▶ **TEXT PASSAGE**
[Start of Attachment]

Tuesday, October 25

Promoting Regime Change in Syria

It would not be in Israel’s interests to interfere with the Bashar Assad regime in Syria. The US experience in Iraq and in Afghanistan should send out warning signals to the world as to the mess that the US is capable of making.

As ineffectual and autocratic as the Assad regime is in Syria, the alternative would be far worse. While it is true that Syria is harbouring terrorists, the situation has not reached uncontrollable proportions. While the Mehlis Report does lay the blame for Rafik Hariri’s assassination on the intrigues of the Assad regime, it still does not warrant US aided toppling of that regime.

[End of Attachment]

▶ **PROVIDED MATERIAL**
[Start of Attachment]

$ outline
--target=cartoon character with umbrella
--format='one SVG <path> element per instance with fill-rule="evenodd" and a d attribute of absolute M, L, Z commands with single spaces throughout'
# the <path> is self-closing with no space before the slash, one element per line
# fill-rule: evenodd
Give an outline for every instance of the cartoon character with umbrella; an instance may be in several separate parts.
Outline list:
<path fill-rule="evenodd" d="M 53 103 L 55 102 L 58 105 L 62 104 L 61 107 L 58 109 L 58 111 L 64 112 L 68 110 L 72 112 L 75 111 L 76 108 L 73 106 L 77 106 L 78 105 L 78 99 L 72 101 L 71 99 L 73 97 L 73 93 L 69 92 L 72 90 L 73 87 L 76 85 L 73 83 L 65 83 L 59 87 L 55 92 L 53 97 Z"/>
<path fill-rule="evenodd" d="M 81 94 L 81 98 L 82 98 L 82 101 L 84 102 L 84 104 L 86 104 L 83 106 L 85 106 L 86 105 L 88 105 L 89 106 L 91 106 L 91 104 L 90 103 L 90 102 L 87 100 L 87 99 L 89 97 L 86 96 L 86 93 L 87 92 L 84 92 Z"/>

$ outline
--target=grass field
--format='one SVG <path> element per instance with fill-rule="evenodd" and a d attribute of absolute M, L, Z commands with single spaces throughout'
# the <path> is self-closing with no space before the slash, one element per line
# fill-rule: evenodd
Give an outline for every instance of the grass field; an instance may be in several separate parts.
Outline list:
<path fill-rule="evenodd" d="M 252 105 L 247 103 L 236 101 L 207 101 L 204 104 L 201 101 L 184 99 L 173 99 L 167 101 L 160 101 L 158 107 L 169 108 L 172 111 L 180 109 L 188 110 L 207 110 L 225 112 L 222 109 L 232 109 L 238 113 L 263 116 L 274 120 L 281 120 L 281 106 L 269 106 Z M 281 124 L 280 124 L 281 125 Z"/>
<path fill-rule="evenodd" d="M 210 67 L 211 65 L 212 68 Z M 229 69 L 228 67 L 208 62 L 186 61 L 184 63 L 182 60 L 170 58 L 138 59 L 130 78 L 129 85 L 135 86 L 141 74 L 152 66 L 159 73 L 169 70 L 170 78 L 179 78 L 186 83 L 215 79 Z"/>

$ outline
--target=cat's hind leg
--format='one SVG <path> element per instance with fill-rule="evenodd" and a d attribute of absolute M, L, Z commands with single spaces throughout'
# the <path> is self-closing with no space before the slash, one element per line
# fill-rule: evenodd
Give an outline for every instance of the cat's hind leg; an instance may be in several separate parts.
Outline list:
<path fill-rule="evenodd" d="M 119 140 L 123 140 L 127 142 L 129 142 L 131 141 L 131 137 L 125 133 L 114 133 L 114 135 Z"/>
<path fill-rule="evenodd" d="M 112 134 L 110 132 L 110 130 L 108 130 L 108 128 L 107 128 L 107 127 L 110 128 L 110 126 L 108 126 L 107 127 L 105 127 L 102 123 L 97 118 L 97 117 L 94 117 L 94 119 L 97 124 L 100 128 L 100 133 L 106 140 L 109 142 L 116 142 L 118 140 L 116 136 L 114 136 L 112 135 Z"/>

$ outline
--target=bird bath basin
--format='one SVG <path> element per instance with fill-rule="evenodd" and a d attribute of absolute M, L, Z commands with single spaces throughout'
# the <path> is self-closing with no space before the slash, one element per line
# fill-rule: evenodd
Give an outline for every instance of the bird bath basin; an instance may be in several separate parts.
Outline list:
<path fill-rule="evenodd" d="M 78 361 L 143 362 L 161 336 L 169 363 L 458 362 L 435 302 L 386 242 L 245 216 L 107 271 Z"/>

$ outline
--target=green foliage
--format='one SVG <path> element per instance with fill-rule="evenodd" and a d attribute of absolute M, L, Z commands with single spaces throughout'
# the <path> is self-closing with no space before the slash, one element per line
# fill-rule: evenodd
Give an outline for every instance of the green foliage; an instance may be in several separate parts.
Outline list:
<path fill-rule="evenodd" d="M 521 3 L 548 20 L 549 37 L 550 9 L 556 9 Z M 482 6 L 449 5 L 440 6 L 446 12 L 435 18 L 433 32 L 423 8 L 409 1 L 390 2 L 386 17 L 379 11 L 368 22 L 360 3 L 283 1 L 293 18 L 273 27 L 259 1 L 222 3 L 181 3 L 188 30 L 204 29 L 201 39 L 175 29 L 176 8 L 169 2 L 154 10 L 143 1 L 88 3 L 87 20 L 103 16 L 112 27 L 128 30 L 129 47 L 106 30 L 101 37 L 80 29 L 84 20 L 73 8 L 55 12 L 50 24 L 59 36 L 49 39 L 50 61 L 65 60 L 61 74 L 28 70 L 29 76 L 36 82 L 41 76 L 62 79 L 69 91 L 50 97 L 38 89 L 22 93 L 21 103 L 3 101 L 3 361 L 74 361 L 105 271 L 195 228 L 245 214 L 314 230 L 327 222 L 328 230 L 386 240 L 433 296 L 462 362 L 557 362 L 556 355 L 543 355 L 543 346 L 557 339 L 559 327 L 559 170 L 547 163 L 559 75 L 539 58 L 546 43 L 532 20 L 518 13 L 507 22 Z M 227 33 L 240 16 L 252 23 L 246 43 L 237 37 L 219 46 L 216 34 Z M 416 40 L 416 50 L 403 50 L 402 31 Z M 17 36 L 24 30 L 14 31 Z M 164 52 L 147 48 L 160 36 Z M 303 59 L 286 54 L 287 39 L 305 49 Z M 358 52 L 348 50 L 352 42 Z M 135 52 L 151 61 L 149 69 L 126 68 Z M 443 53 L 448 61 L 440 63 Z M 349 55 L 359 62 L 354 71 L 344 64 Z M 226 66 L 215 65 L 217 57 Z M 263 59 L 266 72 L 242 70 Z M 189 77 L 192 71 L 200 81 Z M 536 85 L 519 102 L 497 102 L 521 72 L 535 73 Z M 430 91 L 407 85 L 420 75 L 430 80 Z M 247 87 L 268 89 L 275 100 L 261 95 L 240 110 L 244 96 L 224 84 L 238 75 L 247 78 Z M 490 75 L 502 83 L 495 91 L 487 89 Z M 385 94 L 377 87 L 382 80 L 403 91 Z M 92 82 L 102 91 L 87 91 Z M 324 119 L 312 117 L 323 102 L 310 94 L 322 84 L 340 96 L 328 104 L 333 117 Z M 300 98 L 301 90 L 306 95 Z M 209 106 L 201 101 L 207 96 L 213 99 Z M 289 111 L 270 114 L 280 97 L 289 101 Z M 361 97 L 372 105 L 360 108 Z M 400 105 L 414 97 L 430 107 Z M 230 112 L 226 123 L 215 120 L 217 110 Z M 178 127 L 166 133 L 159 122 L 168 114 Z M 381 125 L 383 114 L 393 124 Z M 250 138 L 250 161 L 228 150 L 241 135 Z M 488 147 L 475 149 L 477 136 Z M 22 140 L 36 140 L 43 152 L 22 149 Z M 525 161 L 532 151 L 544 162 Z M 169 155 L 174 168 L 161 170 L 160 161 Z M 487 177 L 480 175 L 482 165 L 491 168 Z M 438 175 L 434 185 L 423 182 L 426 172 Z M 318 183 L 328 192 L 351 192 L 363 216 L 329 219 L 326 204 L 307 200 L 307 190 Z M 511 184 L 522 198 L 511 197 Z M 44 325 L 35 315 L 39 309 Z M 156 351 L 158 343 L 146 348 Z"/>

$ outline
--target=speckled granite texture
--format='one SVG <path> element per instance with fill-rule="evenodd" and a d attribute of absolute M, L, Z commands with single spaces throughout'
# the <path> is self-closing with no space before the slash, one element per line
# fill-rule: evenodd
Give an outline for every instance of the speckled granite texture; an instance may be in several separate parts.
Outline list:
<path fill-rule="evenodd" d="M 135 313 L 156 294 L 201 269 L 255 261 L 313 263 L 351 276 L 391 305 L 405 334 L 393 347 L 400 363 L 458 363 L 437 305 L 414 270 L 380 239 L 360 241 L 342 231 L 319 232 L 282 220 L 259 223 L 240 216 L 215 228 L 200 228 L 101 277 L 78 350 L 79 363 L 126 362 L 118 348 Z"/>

[End of Attachment]

▶ **EXERCISE DESCRIPTION**
In the commentary on regime change in Syria, reproduce the passage from "Promoting Regime Change" up to and including "of that regime.", replacing "Assad regime" with "Assad government" throughout.

▶ **ANSWER TO THE PROBLEM**
Promoting Regime Change in Syria

It would not be in Israel’s interests to interfere with the Bashar Assad government in Syria. The US experience in Iraq and in Afghanistan should send out warning signals to the world as to the mess that the US is capable of making.

As ineffectual and autocratic as the Assad government is in Syria, the alternative would be far worse. While it is true that Syria is harbouring terrorists, the situation has not reached uncontrollable proportions. While the Mehlis Report does lay the blame for Rafik Hariri’s assassination on the intrigues of the Assad government, it still does not warrant US aided toppling of that regime.